◆ Stated problem ◆
Show each line of the material below that contains the string "window". Matching is case-sensitive.

Stored entries
* begin *
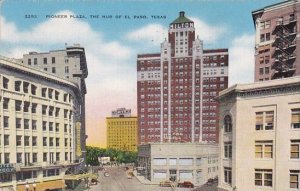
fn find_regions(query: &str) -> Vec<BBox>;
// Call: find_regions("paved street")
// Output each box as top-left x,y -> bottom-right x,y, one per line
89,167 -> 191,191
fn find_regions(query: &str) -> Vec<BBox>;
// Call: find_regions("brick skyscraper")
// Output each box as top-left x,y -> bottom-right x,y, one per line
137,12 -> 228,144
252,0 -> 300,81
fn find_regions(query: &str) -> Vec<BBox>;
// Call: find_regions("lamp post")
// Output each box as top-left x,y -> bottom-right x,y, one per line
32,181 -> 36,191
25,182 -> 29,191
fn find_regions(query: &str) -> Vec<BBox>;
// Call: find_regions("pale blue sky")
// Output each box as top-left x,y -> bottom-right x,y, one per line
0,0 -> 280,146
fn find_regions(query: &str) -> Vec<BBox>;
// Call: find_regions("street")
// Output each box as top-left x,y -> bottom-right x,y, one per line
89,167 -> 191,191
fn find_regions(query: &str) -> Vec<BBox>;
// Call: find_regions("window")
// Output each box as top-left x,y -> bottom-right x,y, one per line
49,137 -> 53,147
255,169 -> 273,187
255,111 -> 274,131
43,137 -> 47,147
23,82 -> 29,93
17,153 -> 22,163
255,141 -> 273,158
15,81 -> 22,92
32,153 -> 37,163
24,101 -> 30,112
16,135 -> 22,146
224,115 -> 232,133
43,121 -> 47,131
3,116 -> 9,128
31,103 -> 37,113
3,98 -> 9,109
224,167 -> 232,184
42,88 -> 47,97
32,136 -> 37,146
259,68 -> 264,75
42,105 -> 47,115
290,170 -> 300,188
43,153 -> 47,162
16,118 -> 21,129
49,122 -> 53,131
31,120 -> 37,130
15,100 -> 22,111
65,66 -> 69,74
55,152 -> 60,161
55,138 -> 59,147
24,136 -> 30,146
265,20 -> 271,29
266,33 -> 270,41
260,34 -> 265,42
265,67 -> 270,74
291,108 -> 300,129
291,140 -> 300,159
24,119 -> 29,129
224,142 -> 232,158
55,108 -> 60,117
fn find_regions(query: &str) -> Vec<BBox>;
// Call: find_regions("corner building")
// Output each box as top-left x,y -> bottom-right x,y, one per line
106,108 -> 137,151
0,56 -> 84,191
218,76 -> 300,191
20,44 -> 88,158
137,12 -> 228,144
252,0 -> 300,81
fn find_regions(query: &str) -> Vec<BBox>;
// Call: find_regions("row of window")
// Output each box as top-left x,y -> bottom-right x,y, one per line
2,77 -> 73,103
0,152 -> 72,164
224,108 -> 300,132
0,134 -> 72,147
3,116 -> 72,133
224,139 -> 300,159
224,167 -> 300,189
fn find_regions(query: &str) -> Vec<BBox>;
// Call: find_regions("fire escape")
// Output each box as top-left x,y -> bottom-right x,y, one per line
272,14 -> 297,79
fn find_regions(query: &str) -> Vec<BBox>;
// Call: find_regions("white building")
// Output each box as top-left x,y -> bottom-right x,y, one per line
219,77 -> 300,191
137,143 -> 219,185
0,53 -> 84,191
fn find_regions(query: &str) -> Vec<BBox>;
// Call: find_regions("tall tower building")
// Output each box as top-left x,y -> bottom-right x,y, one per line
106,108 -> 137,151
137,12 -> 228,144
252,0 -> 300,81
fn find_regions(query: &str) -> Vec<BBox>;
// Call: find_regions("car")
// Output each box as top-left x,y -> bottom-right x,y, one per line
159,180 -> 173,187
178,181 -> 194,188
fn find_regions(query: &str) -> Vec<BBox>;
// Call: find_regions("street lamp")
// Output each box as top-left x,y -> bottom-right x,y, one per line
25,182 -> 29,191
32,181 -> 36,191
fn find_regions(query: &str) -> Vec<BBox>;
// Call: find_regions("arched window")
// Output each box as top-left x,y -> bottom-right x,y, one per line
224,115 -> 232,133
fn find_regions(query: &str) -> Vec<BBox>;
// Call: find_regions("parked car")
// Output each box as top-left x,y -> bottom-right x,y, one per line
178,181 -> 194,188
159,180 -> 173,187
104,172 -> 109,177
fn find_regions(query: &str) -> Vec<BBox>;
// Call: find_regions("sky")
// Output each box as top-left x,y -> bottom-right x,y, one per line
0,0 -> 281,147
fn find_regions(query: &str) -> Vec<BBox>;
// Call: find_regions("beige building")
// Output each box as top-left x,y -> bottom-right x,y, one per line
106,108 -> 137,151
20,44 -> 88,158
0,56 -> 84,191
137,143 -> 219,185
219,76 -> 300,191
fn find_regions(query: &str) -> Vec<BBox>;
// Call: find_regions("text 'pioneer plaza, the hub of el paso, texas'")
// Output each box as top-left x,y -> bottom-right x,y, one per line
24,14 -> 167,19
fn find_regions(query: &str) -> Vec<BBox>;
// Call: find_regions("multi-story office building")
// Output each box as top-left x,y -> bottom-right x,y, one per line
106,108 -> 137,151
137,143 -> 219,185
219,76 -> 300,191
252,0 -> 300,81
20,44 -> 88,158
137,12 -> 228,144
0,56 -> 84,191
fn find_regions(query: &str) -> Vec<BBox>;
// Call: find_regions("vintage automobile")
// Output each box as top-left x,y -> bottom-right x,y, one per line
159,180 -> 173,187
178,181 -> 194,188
* end *
* begin *
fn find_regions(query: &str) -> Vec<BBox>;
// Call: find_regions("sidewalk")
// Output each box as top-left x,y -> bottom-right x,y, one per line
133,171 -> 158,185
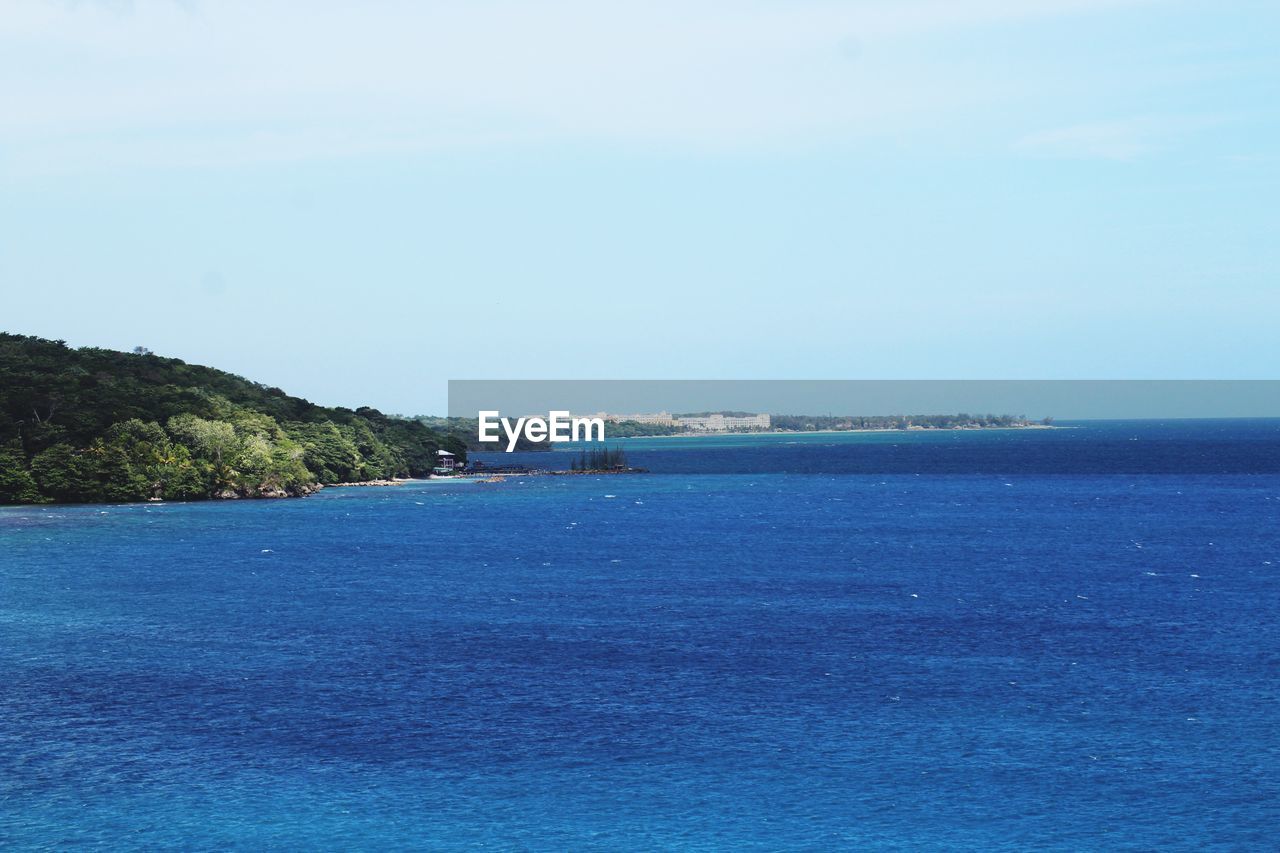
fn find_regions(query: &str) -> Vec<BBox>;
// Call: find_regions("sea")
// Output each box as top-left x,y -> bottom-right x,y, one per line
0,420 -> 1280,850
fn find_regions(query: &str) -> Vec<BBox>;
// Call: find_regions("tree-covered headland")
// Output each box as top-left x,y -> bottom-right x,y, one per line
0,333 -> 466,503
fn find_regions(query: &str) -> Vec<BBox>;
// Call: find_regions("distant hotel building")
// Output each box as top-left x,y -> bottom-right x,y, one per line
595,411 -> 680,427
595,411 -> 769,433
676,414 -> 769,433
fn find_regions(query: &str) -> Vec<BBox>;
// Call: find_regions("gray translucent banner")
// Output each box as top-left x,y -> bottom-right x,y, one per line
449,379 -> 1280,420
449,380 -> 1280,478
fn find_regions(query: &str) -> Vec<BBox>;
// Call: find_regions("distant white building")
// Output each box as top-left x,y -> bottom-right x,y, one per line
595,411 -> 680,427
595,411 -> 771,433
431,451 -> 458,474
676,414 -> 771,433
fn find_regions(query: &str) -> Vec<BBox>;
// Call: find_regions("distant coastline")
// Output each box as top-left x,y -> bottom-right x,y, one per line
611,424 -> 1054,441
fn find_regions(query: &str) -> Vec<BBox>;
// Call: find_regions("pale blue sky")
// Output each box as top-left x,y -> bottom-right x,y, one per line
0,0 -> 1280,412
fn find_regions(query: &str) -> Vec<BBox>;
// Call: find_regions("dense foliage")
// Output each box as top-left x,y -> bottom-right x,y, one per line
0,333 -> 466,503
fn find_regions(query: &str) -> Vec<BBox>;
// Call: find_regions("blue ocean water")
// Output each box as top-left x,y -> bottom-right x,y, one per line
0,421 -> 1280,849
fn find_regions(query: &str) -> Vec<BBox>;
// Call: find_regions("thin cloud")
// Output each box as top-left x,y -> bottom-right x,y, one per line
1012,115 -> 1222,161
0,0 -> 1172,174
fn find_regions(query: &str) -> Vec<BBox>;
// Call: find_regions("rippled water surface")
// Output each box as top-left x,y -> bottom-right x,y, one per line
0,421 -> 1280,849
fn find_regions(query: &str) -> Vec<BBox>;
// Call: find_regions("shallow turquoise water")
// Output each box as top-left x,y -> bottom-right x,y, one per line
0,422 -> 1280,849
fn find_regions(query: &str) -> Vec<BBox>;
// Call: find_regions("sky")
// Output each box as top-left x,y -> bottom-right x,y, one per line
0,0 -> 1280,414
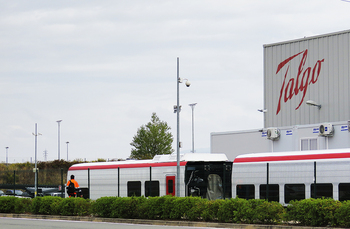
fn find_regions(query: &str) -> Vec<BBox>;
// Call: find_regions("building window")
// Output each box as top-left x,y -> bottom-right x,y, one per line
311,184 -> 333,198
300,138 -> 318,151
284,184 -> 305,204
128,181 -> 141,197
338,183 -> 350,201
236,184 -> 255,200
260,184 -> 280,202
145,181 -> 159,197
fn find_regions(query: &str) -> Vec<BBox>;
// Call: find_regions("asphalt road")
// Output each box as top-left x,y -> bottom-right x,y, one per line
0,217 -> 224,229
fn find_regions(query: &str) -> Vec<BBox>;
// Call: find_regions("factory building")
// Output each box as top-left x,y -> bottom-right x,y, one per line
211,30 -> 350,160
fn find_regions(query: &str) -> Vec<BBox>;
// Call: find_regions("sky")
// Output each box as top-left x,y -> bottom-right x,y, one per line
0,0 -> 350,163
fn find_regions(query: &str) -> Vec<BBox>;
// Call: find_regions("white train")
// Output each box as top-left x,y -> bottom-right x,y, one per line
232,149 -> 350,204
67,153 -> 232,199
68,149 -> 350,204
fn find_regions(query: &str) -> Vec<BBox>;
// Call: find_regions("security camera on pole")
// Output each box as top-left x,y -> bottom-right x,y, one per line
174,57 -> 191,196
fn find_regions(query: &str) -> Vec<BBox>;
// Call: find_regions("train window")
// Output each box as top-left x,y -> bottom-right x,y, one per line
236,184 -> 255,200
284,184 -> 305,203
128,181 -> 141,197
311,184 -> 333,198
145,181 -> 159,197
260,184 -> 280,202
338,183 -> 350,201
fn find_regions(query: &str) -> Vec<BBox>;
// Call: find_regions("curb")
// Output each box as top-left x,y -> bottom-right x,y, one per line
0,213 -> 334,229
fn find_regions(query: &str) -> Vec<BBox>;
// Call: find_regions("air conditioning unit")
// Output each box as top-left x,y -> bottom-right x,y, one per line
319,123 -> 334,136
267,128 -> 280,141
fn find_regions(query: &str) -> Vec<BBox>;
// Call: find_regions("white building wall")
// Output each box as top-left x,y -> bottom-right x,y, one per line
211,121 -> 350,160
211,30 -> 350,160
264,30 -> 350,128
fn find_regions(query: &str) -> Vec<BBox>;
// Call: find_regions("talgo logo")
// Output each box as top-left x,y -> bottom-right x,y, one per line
* end *
◆ Written answer ◆
// Call: find_regions("window")
// Call: find_regions("row of window")
// Call: find_regions("arched window")
// Call: find_regions("building window")
// Call: find_regions("train window")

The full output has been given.